保存済みの記録:
-------------------------

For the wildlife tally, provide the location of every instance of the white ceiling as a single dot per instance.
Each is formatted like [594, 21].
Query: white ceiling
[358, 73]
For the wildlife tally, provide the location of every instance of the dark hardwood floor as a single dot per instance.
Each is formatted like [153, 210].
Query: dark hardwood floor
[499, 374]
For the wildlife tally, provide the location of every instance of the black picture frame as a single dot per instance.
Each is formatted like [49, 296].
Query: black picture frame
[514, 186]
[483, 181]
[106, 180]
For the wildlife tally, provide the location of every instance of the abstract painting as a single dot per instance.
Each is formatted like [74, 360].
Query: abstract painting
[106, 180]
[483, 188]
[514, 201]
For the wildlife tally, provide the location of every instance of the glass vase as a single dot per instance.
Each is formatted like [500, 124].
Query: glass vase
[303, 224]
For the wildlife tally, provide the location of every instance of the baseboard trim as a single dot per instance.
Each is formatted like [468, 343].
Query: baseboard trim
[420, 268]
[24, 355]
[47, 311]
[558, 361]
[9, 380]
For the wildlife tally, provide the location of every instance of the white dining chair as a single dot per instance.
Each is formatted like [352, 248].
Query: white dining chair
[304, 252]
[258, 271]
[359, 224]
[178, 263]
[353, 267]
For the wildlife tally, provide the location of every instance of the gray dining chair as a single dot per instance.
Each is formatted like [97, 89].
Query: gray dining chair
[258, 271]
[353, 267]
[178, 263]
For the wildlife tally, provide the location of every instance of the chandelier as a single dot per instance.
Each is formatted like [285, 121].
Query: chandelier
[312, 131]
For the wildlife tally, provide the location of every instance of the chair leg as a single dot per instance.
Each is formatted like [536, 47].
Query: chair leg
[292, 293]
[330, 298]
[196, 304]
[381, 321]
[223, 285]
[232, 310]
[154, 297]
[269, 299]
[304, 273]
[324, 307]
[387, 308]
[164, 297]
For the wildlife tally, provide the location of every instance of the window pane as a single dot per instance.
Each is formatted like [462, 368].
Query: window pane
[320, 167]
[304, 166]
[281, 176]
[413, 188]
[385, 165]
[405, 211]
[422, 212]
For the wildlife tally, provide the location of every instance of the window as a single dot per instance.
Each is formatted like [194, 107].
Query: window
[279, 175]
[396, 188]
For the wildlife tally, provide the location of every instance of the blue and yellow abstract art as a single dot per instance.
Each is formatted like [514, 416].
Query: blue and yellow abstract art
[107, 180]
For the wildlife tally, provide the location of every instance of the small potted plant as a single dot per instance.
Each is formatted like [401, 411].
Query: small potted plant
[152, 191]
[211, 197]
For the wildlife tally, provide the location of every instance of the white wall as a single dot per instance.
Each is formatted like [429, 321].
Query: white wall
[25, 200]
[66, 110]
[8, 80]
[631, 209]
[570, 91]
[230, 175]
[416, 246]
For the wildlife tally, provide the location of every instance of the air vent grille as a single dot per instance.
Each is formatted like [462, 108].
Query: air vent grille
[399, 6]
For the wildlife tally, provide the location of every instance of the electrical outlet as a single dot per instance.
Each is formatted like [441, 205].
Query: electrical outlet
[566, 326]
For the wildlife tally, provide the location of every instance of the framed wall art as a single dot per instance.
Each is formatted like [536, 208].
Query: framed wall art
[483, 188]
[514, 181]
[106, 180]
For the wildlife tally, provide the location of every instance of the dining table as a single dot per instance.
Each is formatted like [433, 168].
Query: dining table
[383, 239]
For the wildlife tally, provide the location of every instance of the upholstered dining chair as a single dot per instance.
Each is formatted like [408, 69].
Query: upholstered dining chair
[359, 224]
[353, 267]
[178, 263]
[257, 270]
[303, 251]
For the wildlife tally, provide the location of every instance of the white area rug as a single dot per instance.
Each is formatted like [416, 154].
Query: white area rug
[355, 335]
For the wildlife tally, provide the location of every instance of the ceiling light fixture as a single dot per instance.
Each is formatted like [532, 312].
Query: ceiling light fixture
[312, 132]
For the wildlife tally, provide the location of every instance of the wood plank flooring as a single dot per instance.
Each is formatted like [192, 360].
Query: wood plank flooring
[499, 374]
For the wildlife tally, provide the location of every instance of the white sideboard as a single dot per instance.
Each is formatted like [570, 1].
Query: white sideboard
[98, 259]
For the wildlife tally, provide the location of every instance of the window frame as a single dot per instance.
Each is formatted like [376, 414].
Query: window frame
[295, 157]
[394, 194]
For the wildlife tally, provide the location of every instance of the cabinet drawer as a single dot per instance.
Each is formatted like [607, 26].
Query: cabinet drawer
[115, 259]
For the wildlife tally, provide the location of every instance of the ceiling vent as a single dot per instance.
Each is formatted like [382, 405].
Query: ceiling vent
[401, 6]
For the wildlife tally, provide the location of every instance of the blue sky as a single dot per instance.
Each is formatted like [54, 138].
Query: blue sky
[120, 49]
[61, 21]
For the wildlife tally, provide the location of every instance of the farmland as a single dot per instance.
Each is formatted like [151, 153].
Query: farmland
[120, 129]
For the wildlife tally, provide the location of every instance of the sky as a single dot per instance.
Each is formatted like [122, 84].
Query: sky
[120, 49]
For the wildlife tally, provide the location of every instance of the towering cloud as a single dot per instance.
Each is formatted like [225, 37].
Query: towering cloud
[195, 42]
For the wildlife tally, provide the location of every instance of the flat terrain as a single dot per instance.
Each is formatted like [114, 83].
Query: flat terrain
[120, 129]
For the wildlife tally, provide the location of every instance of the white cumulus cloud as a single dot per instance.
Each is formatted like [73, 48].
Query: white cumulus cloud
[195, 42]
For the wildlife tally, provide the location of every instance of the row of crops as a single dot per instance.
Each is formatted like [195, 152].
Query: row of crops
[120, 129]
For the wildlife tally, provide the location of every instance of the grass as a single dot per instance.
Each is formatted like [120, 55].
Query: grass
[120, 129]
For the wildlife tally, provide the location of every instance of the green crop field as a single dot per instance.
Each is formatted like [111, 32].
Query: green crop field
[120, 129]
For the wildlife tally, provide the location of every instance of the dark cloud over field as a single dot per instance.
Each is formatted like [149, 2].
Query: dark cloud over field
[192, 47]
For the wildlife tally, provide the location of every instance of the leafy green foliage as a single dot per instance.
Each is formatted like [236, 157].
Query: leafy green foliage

-------------------------

課題文:
上の記録すべてを編集し、「wildlife tally」を「room inventory」に置き換えて書き直せ。それ以外は一切変えないこと。

この課題の解答:
For the room inventory, provide the location of every instance of the white ceiling as a single dot per instance.
Each is formatted like [594, 21].
Query: white ceiling
[358, 73]
For the room inventory, provide the location of every instance of the dark hardwood floor as a single dot per instance.
Each is formatted like [153, 210].
Query: dark hardwood floor
[499, 374]
For the room inventory, provide the location of every instance of the black picture frame as a single dot per instance.
Each is formatted like [49, 296].
Query: black picture frame
[514, 186]
[483, 181]
[106, 180]
For the room inventory, provide the location of every instance of the abstract painting as a single dot per instance.
Each is formatted like [74, 360].
Query: abstract painting
[106, 180]
[483, 188]
[514, 201]
For the room inventory, provide the location of every instance of the glass vase as a single dot per instance.
Each is formatted like [500, 124].
Query: glass vase
[303, 224]
For the room inventory, provide the location of every instance of the baseboard trim as a single dot per instance.
Each is formatted like [468, 343].
Query: baseboard trim
[420, 268]
[24, 355]
[47, 311]
[558, 361]
[9, 380]
For the room inventory, provide the location of every instance of the white dining chair as a single dot per instance.
Each is formatted like [352, 248].
Query: white dining chair
[304, 252]
[258, 271]
[359, 224]
[178, 263]
[353, 267]
For the room inventory, provide the location of every instance of the gray dining chair as a single dot per instance.
Each is formatted like [97, 89].
Query: gray dining chair
[258, 271]
[353, 267]
[178, 263]
For the room inventory, provide the location of every instance of the chandelier as a single dot per instance.
Each is formatted like [285, 121].
Query: chandelier
[312, 131]
For the room inventory, provide the location of every instance of the chair leg as a single dot per instance.
Each is formatted like [536, 47].
Query: chair leg
[292, 293]
[330, 298]
[196, 304]
[381, 321]
[223, 285]
[232, 310]
[154, 297]
[269, 299]
[304, 273]
[324, 307]
[387, 308]
[164, 297]
For the room inventory, provide the location of every instance of the window pane as a single dot per instance.
Each is formatted like [462, 368].
Query: window pane
[320, 167]
[304, 166]
[281, 176]
[413, 188]
[385, 165]
[405, 211]
[422, 212]
For the room inventory, provide the location of every instance of the window as a single dot per instance.
Each is formatted like [194, 107].
Query: window
[279, 175]
[396, 188]
For the room inventory, provide the location of every instance of the blue and yellow abstract art as a single dot per instance.
Each is formatted like [514, 416].
Query: blue and yellow abstract art
[107, 180]
For the room inventory, provide the location of every instance of the small potted plant as a single dot per instance.
Each is formatted like [401, 411].
Query: small potted plant
[152, 191]
[211, 197]
For the room inventory, provide the location of every instance of the white wall as a single dot per instance.
Each is formatted like [429, 321].
Query: white wall
[25, 200]
[66, 110]
[8, 80]
[631, 209]
[570, 91]
[230, 175]
[416, 246]
For the room inventory, provide the location of every instance of the air vent grille as a single dot per instance.
Each is formatted like [462, 108].
Query: air vent grille
[399, 6]
For the room inventory, provide the location of every instance of the electrical outlet as a single dot per instance.
Each is formatted like [441, 205].
Query: electrical outlet
[566, 326]
For the room inventory, provide the location of every instance of the framed wall art as a single dot per instance.
Each is formatted like [536, 208].
Query: framed wall art
[483, 188]
[514, 181]
[106, 180]
For the room inventory, provide the location of every instance of the dining table as a single dot per instance.
Each is formatted like [433, 168].
Query: dining table
[383, 239]
For the room inventory, provide the location of every instance of the upholstered dining chair as a single dot per instance.
Each is formatted like [408, 69].
Query: upholstered dining chair
[359, 224]
[353, 267]
[178, 263]
[257, 270]
[303, 251]
For the room inventory, provide the location of every instance of the white area rug as a single dot per instance.
Each is formatted like [416, 154].
Query: white area rug
[355, 335]
For the room inventory, provide the location of every instance of the ceiling light fixture as a single dot per instance.
Each is formatted like [532, 312].
Query: ceiling light fixture
[312, 132]
For the room inventory, provide the location of every instance of the wood plank flooring as a single dot per instance.
Each is formatted like [192, 360].
Query: wood plank flooring
[499, 374]
For the room inventory, provide the location of every instance of the white sideboard as a single dot per instance.
Each is formatted like [570, 1].
Query: white sideboard
[98, 259]
For the room inventory, provide the location of every instance of the window frame as a single dot per instance.
Each is formatted like [376, 414].
Query: window frame
[295, 157]
[394, 194]
For the room inventory, provide the location of every instance of the cabinet drawer as a single dot per instance.
Each is formatted like [607, 26].
Query: cabinet drawer
[115, 259]
For the room inventory, provide the location of every instance of the ceiling vent as a single dot per instance.
Each is formatted like [382, 405].
Query: ceiling vent
[401, 6]
For the room inventory, provide the location of every instance of the blue sky as a single dot per instance.
Each is formatted like [54, 138].
Query: blue sky
[120, 49]
[61, 21]
For the room inventory, provide the location of every instance of the farmland as a single dot per instance.
Each is formatted like [151, 153].
Query: farmland
[120, 129]
For the room inventory, provide the location of every instance of the sky as a single dot per instance.
Each is formatted like [122, 84].
Query: sky
[120, 49]
For the room inventory, provide the location of every instance of the towering cloud as a single dot per instance.
Each is formatted like [225, 37].
Query: towering cloud
[195, 42]
For the room inventory, provide the location of every instance of the flat terrain as a single dot per instance.
Each is formatted like [114, 83].
Query: flat terrain
[120, 129]
For the room inventory, provide the location of every instance of the white cumulus cloud as a single dot per instance.
Each is formatted like [73, 48].
Query: white cumulus cloud
[195, 42]
For the room inventory, provide the location of every instance of the row of crops as a single dot per instance.
Each is formatted like [195, 152].
Query: row of crops
[120, 129]
For the room inventory, provide the location of every instance of the grass as a single dot per instance.
Each is formatted like [120, 55].
Query: grass
[120, 129]
For the room inventory, provide the location of every instance of the green crop field as a single dot per instance.
Each is formatted like [111, 32].
Query: green crop field
[120, 129]
For the room inventory, provide the location of every instance of the dark cloud over field as a single dot per instance.
Each is formatted like [149, 2].
Query: dark cloud over field
[192, 47]
For the room inventory, provide the location of every instance of the leafy green foliage as a single dot per instance.
Each is formatted like [236, 157].
Query: leafy green foliage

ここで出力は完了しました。